__Bereitgestellter Text__.
Ueber die Bereitung des Blutdüngers und ein
Verfahren diesen Industriezweig für die Gesundheit unschädlich zu machen; von Hrn.
Sucquet.
Aus dem Technologiste, Jul. 1845, S.
539.
Sucquet, über die Bereitung des Blutdüngers
Erst im Jahr 1825 sing man in Paris an, dem in den Schlachthäusern ablaufenden früher
unbenützten Blut einen industriellen Werth abzugewinnen. Schon seit langer Zeit lieferten thierische
Substanzen den von den Landwirthen geschätztesten Dünger; doch wurde bis zu den
ersten Jahren dieses Jahrhunderts ihre Anwendung vor ihrer Umwandlung in Humus
(Dammerde) durch langes Faulen als schädlich betrachtet. Dieß war aber ein Irrthum;
die Fäulniß bewirkt das Entweichen des größten Theils der stickstoffhaltigen
Substanzen in die Luft, welche also für den Boden verloren gingen. In einer
Versammlung der Société royale et centrale
d'Agriculture im Jahr 1825 wurde nachgewiesen, daß die fäulnißfähigsten
thierischen Ueberreste ohne Aufschub und ohne Verlust als Dünger gebraucht werden
können, wenn man nur ihre Zersetzung langsam vor sich gehen läßt. Es war dieß ein
erster Schritt. Payen und Boussingault lieferten bald neue Thatsachen zur Lösung dieser
landwirthschaftlichen Frage. Man fand, daß die Organe der jungen Pflanzen, jene
Theile, worin sich eine große Thätigkeit der Entwickelung zeigt, der aufsteigende
Saft, dieses Blut der Pflanzen, welches eine stickstoffreiche
Elementarzusammensetzung hat, des Stickstoffs zu ihrem Wachsthum nothwendig
bedürfen; auch wurde nachgewiesen, daß die den Boden verbessernden Pflanzen viel
Stickstoff aus der Luft absorbiren und das Feld, welches mit ihnen bebaut wird, bloß
durch Abtretung eines Theils dieses absorbirten Stickstoffs fruchtbar machen. Die
Frage hellt sich also von allen Seiten auf, sowohl durch die Praxis, als durch die
Theorie. Die bis dahin unbeachtet gelassenen thierischen Körper wurden nun eifrig
verlangt, das Blut der Schlachthäuser wurde Gegenstand der Handelsspeculation, und
eine Gesellschaft acquirirte von dem Syndicus der Metzger zu Paris alles Blut der
Schlachthäuser, um Dünger daraus zu bereiten.

__Gestellte Aufgabe__.
Zitiere wörtlich den Abschnitt des Textes über die Bereitung des Blutdüngers, beginnend bei „Ueber die Bereitung“ und endend bei „Jul. 1845, S.“.

__Aufgeführte Einträge__.

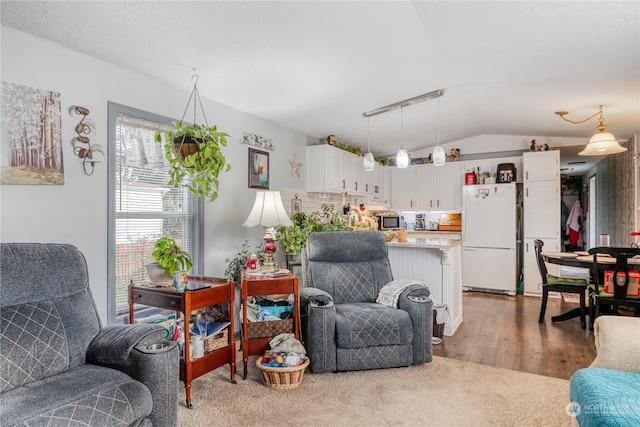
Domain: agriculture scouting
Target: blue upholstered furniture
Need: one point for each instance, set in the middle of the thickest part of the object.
(608, 392)
(58, 366)
(343, 327)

__Ausgabe unten__.
Ueber die Bereitung des Blutdüngers und ein
Verfahren diesen Industriezweig für die Gesundheit unschädlich zu machen; von Hrn.
Sucquet.
Aus dem Technologiste, Jul. 1845, S.